# WRITTEN INSTRUCTION
Collect every row below that contains the string "window", copying each one in full. Matching is case-sensitive.

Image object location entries
——————

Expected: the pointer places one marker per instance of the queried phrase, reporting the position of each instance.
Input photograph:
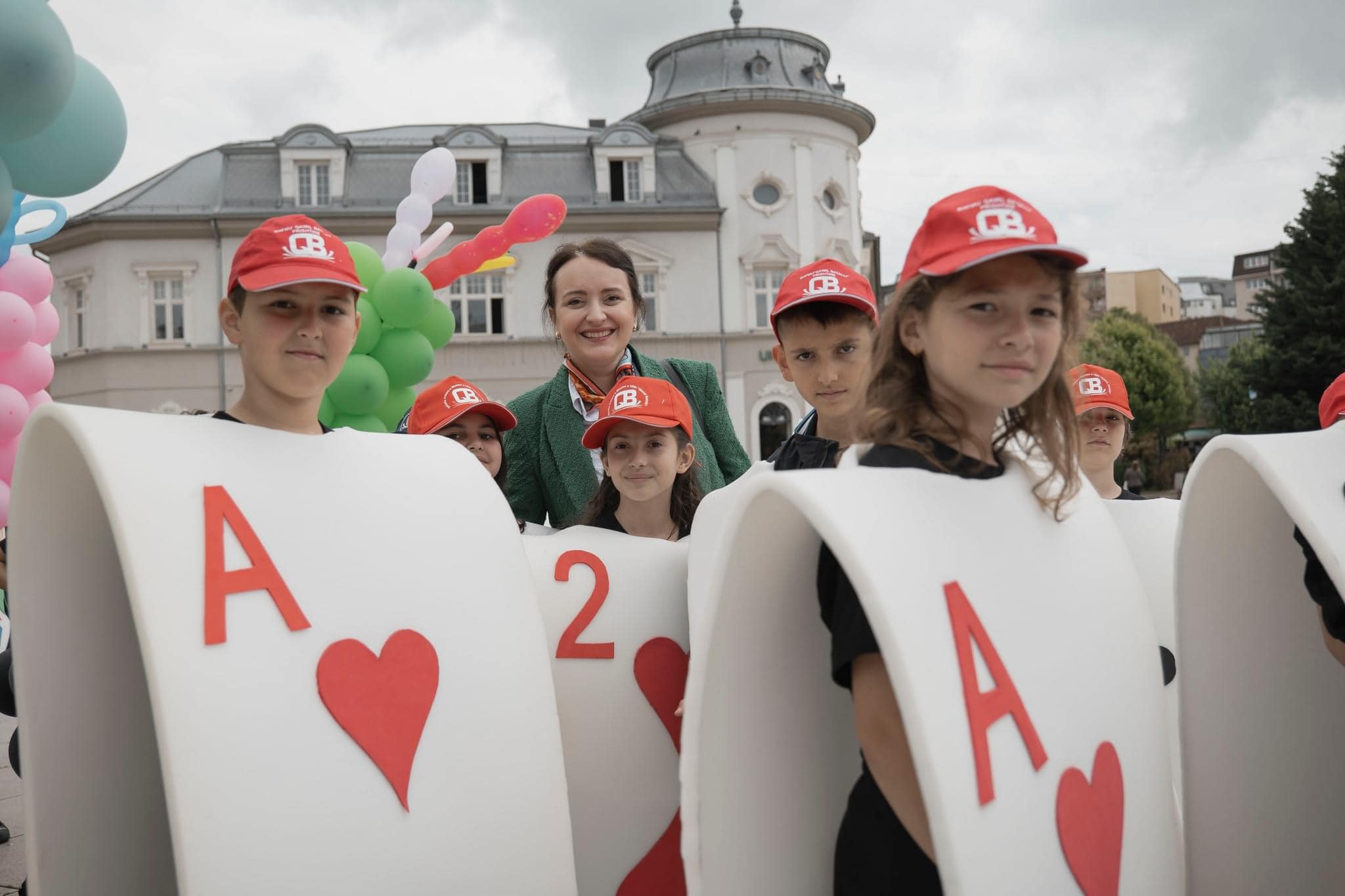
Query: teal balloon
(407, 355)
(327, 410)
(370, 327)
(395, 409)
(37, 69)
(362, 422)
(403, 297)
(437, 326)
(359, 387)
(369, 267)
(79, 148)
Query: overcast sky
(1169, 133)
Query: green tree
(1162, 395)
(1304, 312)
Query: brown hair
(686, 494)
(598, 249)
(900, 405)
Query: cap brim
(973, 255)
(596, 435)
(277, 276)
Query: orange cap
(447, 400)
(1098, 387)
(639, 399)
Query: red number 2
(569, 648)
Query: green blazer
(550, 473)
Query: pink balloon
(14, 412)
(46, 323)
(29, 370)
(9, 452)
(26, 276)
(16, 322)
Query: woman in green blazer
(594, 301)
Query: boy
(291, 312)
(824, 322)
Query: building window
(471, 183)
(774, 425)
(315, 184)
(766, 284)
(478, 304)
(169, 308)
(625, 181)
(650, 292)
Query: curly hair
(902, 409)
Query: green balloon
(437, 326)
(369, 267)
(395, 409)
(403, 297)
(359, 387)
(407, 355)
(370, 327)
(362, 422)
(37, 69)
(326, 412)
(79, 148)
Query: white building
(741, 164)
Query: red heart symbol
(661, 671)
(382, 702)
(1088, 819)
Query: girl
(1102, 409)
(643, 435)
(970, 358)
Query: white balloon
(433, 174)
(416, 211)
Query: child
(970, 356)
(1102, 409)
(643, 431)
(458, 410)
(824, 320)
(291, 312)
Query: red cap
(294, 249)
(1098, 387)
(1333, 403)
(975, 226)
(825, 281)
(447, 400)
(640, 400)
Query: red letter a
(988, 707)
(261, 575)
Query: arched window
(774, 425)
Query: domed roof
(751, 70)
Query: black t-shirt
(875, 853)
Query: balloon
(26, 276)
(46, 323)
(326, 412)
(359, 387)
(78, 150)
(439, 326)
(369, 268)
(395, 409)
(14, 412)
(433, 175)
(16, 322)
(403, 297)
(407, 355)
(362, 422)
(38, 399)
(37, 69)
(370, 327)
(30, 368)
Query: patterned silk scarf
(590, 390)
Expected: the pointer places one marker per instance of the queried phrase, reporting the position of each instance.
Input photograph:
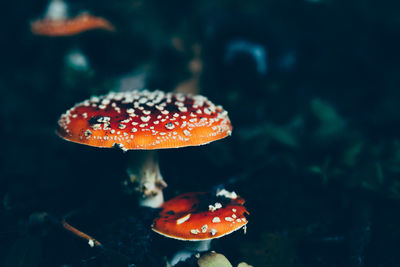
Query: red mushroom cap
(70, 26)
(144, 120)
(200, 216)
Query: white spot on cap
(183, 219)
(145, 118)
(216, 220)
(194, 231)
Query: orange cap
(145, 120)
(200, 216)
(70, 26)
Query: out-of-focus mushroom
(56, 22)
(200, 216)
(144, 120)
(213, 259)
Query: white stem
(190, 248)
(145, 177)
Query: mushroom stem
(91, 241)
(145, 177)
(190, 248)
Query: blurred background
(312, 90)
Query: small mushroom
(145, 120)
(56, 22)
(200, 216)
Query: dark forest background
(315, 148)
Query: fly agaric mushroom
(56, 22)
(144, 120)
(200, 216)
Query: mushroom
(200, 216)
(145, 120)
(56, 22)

——————

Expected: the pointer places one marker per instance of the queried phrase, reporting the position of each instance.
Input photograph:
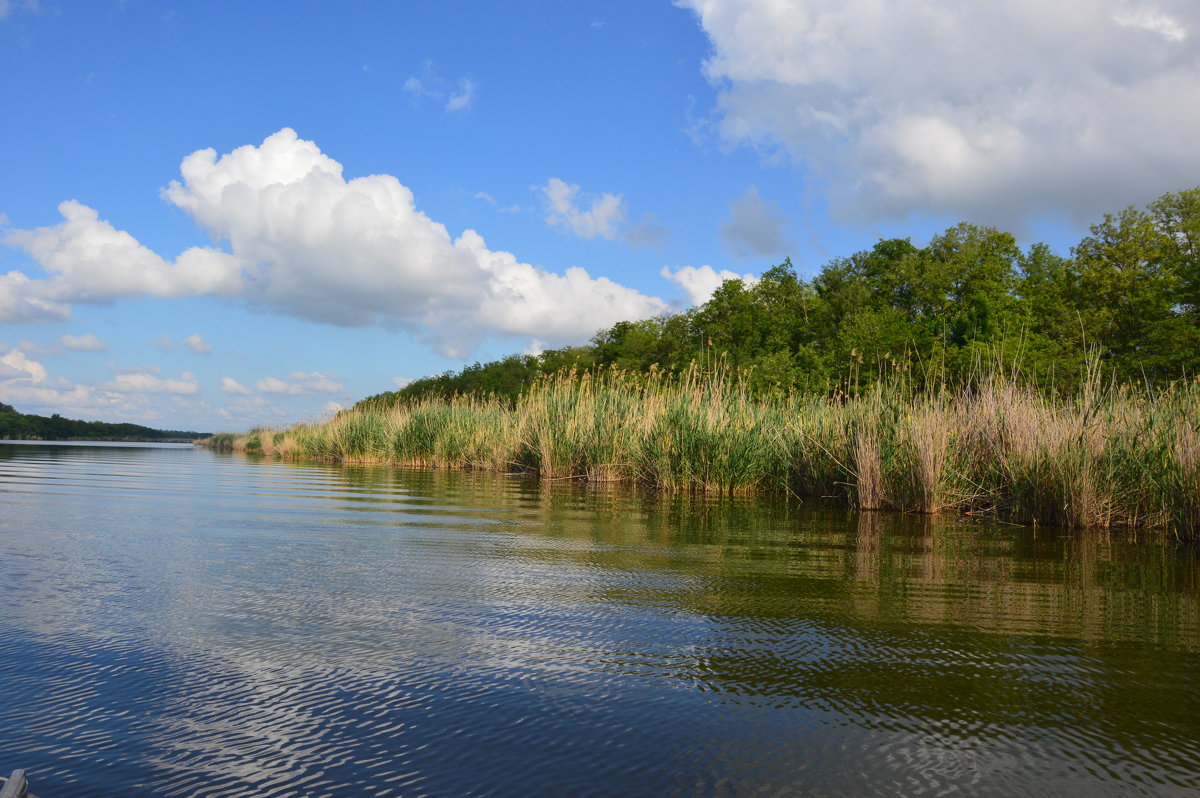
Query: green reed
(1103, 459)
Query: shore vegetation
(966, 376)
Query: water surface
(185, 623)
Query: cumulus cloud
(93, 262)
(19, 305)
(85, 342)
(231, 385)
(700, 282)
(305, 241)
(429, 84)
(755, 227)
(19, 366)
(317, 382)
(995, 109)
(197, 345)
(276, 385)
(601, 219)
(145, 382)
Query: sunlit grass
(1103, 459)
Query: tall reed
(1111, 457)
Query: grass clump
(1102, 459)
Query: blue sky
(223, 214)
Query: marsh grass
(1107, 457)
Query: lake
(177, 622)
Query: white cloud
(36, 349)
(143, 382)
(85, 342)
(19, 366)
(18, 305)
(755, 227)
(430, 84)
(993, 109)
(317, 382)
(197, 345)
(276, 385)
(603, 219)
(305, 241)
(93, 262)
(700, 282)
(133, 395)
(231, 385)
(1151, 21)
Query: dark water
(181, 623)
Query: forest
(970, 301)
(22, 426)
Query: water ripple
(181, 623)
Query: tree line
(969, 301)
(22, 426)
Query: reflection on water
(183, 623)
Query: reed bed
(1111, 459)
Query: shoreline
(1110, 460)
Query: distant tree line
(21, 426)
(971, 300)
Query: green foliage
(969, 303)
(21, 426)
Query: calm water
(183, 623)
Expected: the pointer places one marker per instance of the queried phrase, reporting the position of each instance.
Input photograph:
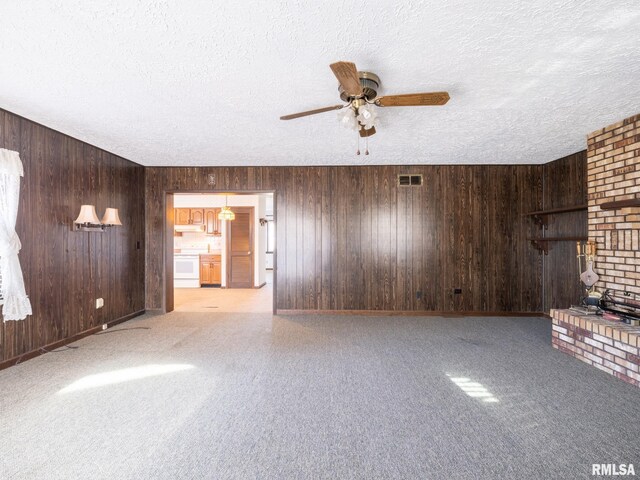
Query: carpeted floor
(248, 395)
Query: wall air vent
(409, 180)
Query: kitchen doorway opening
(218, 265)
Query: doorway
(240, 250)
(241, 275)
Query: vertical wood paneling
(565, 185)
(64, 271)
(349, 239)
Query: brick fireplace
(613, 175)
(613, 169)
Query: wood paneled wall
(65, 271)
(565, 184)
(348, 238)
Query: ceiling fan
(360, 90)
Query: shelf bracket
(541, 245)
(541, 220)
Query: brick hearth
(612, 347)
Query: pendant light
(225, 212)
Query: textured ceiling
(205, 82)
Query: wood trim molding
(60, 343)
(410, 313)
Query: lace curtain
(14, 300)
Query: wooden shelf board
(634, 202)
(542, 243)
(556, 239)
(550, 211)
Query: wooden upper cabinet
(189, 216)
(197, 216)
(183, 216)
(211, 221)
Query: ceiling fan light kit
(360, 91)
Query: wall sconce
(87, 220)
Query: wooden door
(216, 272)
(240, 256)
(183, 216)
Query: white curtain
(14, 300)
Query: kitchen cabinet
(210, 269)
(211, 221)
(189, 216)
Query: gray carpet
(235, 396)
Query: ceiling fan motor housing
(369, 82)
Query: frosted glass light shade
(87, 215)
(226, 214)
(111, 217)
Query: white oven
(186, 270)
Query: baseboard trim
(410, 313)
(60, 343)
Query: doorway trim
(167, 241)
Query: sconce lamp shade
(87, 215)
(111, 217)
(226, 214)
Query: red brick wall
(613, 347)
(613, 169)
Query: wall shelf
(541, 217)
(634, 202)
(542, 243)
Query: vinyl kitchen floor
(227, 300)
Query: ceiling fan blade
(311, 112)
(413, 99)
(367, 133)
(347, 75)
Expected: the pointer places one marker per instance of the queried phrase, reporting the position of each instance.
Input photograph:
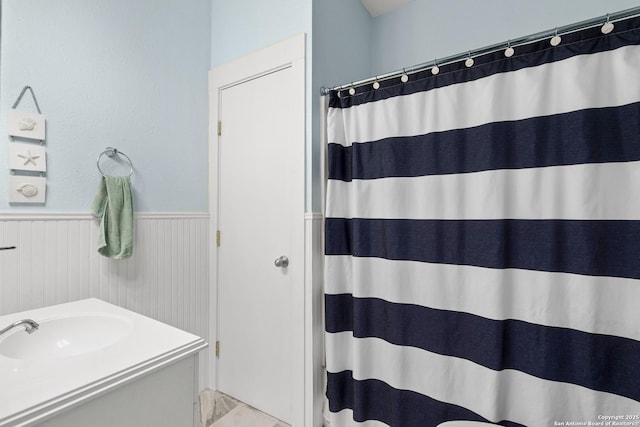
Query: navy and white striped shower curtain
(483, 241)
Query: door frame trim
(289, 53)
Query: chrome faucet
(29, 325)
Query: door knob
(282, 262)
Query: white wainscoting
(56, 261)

——————

# CORRECT RESPONSE
Query: building window
Query: arched window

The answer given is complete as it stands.